What you should do>
In the records below, take the part that opens with the line containing "the bird's head;" and closes with the line containing "Check that one keypoint sits on every instance of the bird;", and lay it out as a JSON list of strings with one string per line, both end lines included and blank lines left out.

═══ Entries

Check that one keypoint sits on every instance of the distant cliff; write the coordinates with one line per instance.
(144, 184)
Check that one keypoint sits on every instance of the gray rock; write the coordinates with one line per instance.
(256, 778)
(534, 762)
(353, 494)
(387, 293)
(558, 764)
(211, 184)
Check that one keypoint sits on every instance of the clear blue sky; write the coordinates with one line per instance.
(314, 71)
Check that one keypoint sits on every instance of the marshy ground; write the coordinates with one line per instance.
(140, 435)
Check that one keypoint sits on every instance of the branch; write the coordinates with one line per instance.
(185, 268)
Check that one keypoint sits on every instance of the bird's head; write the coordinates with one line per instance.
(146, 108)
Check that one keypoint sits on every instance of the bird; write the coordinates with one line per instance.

══════
═══ Entries

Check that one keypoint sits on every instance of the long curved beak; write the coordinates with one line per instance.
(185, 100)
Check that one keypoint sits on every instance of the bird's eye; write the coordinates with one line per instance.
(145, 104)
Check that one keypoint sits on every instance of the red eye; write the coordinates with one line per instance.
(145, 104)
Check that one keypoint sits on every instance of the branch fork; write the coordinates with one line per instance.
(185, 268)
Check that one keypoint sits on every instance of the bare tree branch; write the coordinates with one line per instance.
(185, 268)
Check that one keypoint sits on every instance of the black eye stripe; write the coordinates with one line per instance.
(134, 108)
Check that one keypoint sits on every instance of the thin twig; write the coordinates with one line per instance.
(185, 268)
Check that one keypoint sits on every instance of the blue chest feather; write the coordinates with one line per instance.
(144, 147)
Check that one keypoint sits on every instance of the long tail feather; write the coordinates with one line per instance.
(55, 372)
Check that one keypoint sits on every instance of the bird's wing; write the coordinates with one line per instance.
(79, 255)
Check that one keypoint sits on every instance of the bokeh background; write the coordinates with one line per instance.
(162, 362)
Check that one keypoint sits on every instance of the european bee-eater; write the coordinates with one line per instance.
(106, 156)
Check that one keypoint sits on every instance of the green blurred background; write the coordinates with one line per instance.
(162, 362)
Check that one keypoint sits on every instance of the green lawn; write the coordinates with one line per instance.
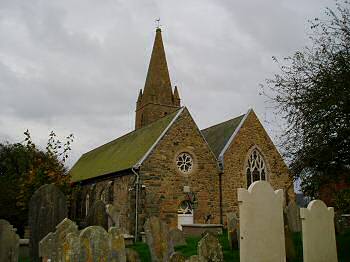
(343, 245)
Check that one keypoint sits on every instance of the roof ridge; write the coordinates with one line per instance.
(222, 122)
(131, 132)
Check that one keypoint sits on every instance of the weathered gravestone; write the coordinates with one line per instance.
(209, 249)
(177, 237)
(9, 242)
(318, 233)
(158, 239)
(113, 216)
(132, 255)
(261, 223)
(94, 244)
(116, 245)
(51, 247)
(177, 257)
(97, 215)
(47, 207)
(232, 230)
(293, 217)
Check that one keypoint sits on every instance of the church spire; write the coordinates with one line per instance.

══════
═══ Entries

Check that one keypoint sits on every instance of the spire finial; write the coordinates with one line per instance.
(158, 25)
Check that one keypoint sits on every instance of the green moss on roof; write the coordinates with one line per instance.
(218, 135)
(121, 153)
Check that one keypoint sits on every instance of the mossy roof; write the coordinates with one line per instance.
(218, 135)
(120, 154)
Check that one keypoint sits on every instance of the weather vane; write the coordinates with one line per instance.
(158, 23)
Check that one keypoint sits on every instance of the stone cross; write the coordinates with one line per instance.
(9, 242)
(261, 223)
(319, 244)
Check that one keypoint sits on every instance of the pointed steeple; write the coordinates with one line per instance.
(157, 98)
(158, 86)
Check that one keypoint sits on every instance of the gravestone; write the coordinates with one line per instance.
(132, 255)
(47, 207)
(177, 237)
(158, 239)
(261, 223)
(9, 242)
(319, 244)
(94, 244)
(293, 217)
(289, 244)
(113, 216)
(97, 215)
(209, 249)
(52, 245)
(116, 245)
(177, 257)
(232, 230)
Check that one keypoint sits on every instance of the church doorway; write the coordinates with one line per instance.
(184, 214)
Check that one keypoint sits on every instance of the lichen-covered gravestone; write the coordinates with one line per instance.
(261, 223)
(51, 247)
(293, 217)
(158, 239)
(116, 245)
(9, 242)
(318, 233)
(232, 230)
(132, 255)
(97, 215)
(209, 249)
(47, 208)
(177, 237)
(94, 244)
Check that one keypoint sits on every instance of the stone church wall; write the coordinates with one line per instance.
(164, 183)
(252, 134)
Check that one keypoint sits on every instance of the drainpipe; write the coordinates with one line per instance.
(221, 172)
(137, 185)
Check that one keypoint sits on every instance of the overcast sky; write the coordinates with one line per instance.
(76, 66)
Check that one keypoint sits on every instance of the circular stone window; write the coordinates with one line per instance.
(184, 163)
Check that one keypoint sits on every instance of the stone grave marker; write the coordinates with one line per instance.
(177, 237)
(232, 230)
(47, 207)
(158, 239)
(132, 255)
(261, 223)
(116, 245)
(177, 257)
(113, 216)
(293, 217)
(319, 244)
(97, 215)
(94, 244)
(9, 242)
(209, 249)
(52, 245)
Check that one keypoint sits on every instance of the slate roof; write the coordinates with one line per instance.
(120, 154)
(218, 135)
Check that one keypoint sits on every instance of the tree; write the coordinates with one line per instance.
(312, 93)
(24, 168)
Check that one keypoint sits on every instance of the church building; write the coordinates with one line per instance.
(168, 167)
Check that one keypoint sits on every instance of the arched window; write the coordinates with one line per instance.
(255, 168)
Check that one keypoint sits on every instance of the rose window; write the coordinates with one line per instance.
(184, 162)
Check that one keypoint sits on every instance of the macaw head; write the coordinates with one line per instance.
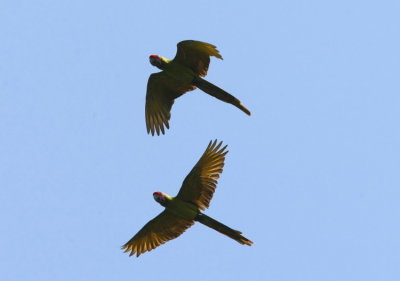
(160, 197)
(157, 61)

══════

Complete response>
[
  "Check that one keypoint sits on every instance of the bird's head; write the coordinates with one line per instance.",
  "(146, 108)",
  "Check that one keypoint sits on every instance of the bird; write the coordinates with one line per instance."
]